The problem:
Can you print the data exactly and leave out each image?

Provided entries:
#####

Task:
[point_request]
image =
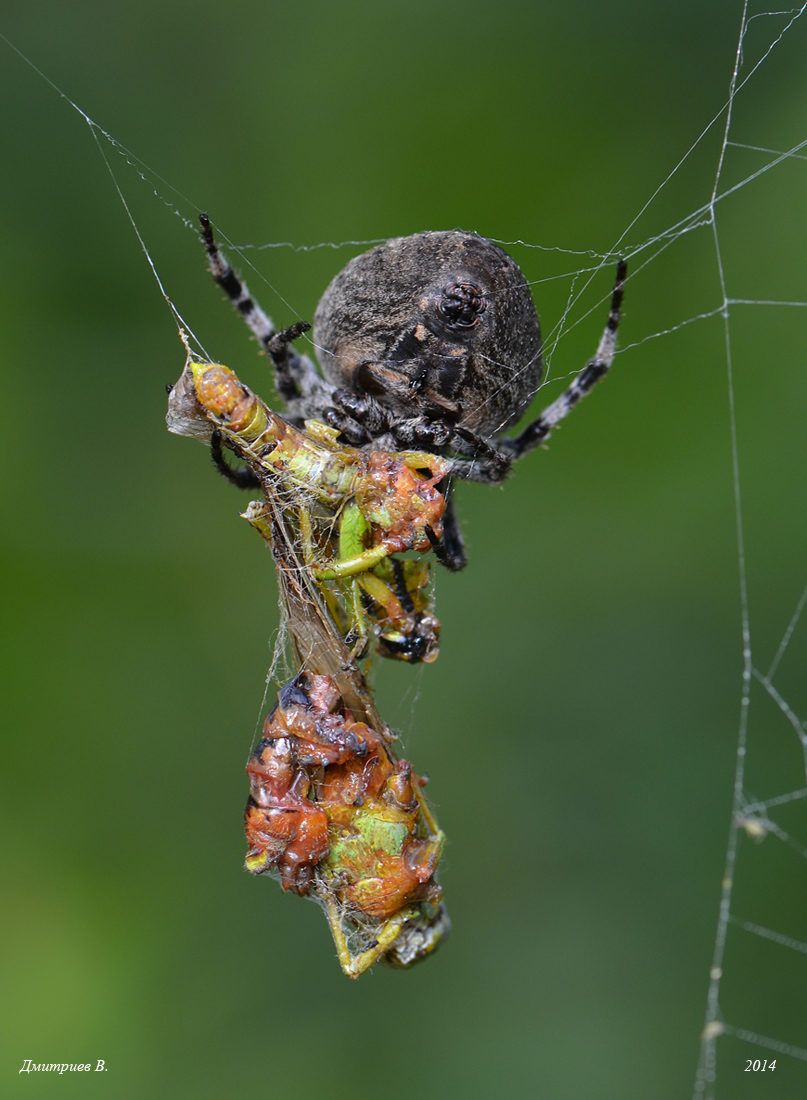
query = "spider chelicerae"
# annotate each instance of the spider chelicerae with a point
(428, 342)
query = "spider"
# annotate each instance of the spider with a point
(428, 342)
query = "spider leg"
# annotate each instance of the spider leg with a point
(596, 369)
(449, 550)
(240, 476)
(296, 375)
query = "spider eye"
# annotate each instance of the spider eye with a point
(462, 305)
(366, 382)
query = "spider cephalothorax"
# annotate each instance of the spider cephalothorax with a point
(428, 342)
(433, 327)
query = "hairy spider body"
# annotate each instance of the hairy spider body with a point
(428, 342)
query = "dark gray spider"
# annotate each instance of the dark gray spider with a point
(427, 342)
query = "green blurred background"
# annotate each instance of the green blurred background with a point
(579, 727)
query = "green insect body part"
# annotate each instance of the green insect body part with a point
(351, 509)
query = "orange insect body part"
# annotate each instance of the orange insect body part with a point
(331, 809)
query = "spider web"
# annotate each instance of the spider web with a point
(767, 813)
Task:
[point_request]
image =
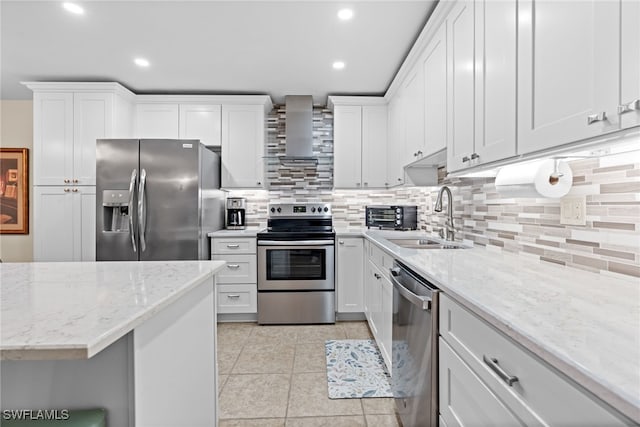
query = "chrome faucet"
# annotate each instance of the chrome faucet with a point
(450, 230)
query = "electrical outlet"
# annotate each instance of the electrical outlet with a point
(573, 210)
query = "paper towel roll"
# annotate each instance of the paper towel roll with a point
(535, 179)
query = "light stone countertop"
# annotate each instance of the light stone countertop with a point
(73, 310)
(585, 324)
(247, 232)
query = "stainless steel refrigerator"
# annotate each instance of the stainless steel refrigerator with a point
(156, 199)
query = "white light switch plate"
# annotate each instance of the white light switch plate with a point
(573, 210)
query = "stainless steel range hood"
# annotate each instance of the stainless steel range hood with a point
(299, 131)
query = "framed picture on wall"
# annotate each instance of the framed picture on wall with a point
(14, 191)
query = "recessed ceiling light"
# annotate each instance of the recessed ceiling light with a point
(141, 62)
(345, 14)
(73, 8)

#####

Answer to this exercise:
Task:
[point_request]
image =
query = "spider chelicerae"
# annotate each instance of the spider chelicerae with a point
(428, 342)
query = "spider"
# annotate each instance of the spider with a point
(428, 342)
query = "spider leg"
# annotate each instance of the spider leg with a point
(596, 369)
(449, 550)
(240, 476)
(296, 375)
query = "spider eye"
# annotate each instance of the spider eye with a point
(462, 305)
(366, 382)
query = "spider cephalothorax"
# annotate each instance of the spider cephalothorax with a point
(428, 342)
(433, 327)
query = "hairy spider body"
# annotate each instance of the hairy spider body with a point
(428, 342)
query = "dark gray spider"
# annotate each instance of the dark gray spider with a point
(427, 342)
query = "green blurred background"
# annotate each instance of the green blurred background with a point
(579, 727)
query = "green insect body part"
# annotate each instance of the green insect body part with a point
(351, 509)
query = "orange insect body part"
# annotate each instance of the orange insect body part with a point
(331, 809)
query = "spider web"
# annotate each instance of the spider web with a point
(767, 813)
Task:
[point_request]
image =
query = "chrome faucet"
# annotate each instance of the chrome faucet with a point
(450, 230)
query = "electrical outlet"
# annotate each instance of the electrical outlet with a point
(573, 210)
query = "paper towel roll"
# annotate each instance of the paper towel roll with a point
(535, 179)
query = "light stone countertop"
# annotate each instance of the light stone countertop with a point
(73, 310)
(585, 324)
(247, 232)
query = "stainless steel refrigerator"
# annotate each instance of the stainless steel refrigerator with a point
(156, 199)
query = "white light switch plate"
# annotate each instance of the white light switch plate with a point
(573, 210)
query = "stainless steel range hood"
# annotate each instance of the stainless steel range hood with a point
(299, 131)
query = "framed picture on wall"
# annotate each instance of the framed picture on wall with a point
(14, 191)
query = "recessed ceiling light"
# annotate each instance of the recessed ceiling light with a point
(141, 62)
(345, 14)
(73, 8)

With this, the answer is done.